___ ITEMS ___
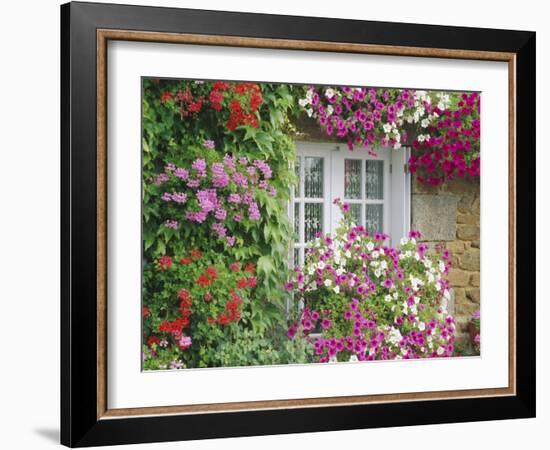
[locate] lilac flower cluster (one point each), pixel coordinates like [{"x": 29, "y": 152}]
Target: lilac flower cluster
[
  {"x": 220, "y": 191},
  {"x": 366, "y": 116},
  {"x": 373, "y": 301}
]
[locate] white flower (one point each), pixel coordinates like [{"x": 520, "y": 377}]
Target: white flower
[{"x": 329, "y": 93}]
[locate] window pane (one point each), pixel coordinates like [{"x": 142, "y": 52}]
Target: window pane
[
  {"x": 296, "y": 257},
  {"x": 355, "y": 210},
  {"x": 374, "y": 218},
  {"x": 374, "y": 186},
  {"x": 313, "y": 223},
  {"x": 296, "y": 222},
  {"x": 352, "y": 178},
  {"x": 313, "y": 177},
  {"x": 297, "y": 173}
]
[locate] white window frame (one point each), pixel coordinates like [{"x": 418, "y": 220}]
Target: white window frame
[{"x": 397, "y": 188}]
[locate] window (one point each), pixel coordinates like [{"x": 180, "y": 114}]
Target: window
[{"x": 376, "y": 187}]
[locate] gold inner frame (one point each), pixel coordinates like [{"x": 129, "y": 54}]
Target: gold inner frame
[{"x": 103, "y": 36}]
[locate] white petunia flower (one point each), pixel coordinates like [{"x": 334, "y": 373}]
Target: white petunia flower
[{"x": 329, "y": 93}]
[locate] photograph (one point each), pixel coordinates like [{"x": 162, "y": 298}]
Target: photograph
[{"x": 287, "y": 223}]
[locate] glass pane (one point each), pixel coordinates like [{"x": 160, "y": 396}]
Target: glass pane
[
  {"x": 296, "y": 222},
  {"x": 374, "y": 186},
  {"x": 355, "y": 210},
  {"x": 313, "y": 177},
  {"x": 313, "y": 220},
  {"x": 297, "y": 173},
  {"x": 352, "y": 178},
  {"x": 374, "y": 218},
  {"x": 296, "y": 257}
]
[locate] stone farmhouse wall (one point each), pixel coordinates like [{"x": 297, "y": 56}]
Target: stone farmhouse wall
___
→ WRITTEN REQUEST:
Copy the data word for word. Pictures do not go in the copy.

→ EXERCISE SOLUTION:
[locate] lilac flower cluster (one point each), pixel coordinates like [{"x": 29, "y": 152}]
Target: lilac flower cluster
[
  {"x": 220, "y": 191},
  {"x": 366, "y": 116},
  {"x": 373, "y": 301}
]
[locate] white flower (one point each), pixel coordinates like [{"x": 520, "y": 377}]
Target: white flower
[{"x": 329, "y": 93}]
[locate] window pane (one point each), pixel coordinates like [{"x": 142, "y": 52}]
Target: window pane
[
  {"x": 296, "y": 257},
  {"x": 355, "y": 210},
  {"x": 374, "y": 218},
  {"x": 374, "y": 186},
  {"x": 313, "y": 223},
  {"x": 296, "y": 222},
  {"x": 352, "y": 178},
  {"x": 313, "y": 177},
  {"x": 297, "y": 173}
]
[locate] white window frame (one point each), pixel coordinates like [{"x": 418, "y": 220}]
Target: white window frame
[{"x": 397, "y": 188}]
[locate] window (one point each), pixel coordinates like [{"x": 180, "y": 114}]
Target: window
[{"x": 376, "y": 187}]
[locate] gold inner frame (one point each), pixel coordinates like [{"x": 129, "y": 54}]
Target: gold inner frame
[{"x": 103, "y": 36}]
[locate] white petunia flower (one point each), pixel coordinates like [{"x": 334, "y": 373}]
Target: white petunia flower
[{"x": 329, "y": 93}]
[locate] photograph (one point each), pixel coordinates like [{"x": 162, "y": 298}]
Target: photograph
[{"x": 287, "y": 223}]
[locate] glass pane (one point each), pixel coordinates like [{"x": 160, "y": 396}]
Target: glass pane
[
  {"x": 296, "y": 222},
  {"x": 374, "y": 186},
  {"x": 355, "y": 210},
  {"x": 313, "y": 177},
  {"x": 313, "y": 220},
  {"x": 297, "y": 173},
  {"x": 352, "y": 178},
  {"x": 374, "y": 218},
  {"x": 296, "y": 257}
]
[locate] stone farmhouse wall (one point each), pixel coordinates like [{"x": 297, "y": 56}]
Target: stone farmhouse wall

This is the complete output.